[SCHRIFTLICHE ÜBUNG]:
Suchen Sie aus den unten stehenden Zeilen alle heraus, die die Zeichenfolge „garnish“ enthalten, und schreiben Sie diese vollständig ab. Achten Sie dabei auf Groß- und Kleinschreibung.

[BEREITGESTELLTE DATEN]:
========

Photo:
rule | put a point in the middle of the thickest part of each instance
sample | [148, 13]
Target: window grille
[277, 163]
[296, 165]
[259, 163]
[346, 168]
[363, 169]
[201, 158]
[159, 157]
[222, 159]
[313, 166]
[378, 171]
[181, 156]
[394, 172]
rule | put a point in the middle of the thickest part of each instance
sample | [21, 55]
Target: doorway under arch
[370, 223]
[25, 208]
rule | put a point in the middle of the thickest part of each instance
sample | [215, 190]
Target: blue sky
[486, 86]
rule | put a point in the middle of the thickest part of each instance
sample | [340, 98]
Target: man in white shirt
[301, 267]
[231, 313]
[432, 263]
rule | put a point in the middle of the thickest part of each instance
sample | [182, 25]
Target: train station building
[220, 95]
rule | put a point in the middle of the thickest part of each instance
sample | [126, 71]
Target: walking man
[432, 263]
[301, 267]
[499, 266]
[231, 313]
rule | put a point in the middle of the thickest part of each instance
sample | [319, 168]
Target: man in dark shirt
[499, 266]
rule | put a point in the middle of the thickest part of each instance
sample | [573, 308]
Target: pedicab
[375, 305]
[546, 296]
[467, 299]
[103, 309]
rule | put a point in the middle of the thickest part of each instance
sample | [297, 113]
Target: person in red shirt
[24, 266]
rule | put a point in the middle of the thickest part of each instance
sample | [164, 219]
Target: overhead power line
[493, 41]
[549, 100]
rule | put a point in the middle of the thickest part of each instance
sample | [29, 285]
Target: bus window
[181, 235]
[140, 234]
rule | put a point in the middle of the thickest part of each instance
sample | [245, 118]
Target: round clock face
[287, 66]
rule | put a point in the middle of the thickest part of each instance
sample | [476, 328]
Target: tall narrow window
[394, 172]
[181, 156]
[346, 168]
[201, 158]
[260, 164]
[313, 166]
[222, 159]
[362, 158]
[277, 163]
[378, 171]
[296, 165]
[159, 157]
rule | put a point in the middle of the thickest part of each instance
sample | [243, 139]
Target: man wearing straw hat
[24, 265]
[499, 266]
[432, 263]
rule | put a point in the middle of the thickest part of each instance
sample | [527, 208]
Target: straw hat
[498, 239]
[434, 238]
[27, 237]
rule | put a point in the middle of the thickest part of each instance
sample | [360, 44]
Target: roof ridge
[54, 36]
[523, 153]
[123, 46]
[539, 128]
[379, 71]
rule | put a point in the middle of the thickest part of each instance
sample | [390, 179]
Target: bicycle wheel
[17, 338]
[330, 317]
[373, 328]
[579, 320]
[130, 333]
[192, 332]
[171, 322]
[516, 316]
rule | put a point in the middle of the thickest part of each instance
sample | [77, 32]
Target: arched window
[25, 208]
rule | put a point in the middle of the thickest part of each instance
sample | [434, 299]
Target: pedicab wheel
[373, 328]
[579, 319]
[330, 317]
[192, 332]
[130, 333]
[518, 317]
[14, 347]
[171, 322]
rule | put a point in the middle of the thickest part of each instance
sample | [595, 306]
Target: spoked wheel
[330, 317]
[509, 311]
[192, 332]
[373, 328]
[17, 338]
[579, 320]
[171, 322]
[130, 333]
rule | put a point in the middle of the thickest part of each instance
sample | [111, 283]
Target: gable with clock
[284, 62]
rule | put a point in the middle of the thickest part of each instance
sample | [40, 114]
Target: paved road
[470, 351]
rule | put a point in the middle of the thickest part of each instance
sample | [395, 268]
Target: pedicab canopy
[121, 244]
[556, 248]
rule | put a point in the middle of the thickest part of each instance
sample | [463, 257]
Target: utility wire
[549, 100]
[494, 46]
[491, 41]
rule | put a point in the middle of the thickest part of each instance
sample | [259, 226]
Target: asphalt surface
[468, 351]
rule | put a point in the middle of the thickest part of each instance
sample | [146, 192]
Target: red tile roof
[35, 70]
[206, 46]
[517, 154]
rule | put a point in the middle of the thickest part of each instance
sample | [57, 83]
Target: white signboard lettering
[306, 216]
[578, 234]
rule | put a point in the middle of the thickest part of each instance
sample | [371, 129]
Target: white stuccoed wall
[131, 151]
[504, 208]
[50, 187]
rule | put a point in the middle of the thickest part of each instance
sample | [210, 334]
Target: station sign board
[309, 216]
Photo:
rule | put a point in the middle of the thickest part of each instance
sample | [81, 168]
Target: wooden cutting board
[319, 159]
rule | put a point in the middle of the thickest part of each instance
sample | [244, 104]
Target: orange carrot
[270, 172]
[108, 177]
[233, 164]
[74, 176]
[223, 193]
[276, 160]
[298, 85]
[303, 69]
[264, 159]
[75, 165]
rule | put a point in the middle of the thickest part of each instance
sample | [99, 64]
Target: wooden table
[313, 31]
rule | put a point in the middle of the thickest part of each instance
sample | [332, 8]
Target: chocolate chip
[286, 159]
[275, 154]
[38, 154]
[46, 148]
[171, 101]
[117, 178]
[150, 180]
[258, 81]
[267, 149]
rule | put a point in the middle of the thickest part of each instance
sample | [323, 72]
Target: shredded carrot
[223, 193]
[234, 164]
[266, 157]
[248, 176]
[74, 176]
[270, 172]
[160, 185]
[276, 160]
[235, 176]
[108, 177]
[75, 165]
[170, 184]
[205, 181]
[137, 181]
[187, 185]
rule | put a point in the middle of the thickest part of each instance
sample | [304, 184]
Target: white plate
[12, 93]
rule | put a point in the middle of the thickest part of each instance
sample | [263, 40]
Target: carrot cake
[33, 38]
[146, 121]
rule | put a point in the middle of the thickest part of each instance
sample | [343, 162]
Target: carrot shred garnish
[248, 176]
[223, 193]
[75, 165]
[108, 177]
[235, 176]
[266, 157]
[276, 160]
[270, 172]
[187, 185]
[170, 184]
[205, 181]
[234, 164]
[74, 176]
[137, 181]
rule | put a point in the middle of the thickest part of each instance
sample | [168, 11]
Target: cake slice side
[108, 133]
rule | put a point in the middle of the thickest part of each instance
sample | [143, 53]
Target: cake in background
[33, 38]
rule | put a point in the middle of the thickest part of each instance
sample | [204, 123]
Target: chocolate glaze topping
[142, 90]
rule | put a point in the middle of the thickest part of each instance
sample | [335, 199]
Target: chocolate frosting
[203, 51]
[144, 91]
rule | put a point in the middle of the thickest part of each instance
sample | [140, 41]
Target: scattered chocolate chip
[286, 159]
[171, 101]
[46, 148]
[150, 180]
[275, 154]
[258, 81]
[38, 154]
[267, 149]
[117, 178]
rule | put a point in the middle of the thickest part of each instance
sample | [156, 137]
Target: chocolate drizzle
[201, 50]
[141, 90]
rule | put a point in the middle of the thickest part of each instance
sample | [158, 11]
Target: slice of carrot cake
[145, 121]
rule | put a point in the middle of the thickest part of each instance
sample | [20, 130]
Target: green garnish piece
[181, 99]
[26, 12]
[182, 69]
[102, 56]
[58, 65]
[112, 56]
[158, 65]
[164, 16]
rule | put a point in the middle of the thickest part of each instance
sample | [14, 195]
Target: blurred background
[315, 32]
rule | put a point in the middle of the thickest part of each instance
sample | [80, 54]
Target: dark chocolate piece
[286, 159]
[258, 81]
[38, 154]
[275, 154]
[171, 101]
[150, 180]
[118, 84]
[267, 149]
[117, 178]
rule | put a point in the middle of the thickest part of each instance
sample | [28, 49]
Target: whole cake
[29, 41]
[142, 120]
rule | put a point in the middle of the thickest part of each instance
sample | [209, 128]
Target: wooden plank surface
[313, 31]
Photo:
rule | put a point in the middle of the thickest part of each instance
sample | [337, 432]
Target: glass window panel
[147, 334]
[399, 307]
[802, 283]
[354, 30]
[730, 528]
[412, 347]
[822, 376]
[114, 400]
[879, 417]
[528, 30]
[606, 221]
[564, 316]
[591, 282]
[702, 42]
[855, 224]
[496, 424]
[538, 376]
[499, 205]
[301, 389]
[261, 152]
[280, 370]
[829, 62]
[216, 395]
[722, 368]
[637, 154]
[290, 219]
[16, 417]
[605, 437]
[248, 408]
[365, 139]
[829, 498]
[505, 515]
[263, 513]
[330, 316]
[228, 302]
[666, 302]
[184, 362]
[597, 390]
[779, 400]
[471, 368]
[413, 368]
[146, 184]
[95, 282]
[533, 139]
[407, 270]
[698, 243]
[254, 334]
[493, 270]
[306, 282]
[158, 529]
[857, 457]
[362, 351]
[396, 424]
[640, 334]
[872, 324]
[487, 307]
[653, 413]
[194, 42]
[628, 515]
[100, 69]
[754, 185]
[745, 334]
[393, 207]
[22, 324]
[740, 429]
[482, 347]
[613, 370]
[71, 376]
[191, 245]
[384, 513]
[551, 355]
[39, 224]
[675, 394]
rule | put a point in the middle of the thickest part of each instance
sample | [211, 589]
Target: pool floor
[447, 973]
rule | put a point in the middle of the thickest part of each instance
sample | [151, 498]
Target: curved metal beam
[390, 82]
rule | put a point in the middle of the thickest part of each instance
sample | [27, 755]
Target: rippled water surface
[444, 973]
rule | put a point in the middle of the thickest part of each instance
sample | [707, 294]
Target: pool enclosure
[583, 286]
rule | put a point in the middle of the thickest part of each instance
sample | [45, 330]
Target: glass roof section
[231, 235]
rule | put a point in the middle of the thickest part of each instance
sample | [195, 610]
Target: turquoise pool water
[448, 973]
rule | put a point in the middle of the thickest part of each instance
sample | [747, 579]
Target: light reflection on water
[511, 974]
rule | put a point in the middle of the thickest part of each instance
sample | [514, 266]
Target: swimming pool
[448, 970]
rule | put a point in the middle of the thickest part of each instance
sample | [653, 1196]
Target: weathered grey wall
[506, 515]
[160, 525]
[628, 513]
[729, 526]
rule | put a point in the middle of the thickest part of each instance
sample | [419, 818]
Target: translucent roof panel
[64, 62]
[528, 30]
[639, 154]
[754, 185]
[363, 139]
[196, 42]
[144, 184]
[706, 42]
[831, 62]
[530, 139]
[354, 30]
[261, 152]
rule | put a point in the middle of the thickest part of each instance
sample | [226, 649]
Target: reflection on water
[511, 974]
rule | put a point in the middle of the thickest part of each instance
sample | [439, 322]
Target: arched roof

========

[ANTWORT ZUR ÜBUNG]:
Target: carrot shred garnish
Target: green garnish piece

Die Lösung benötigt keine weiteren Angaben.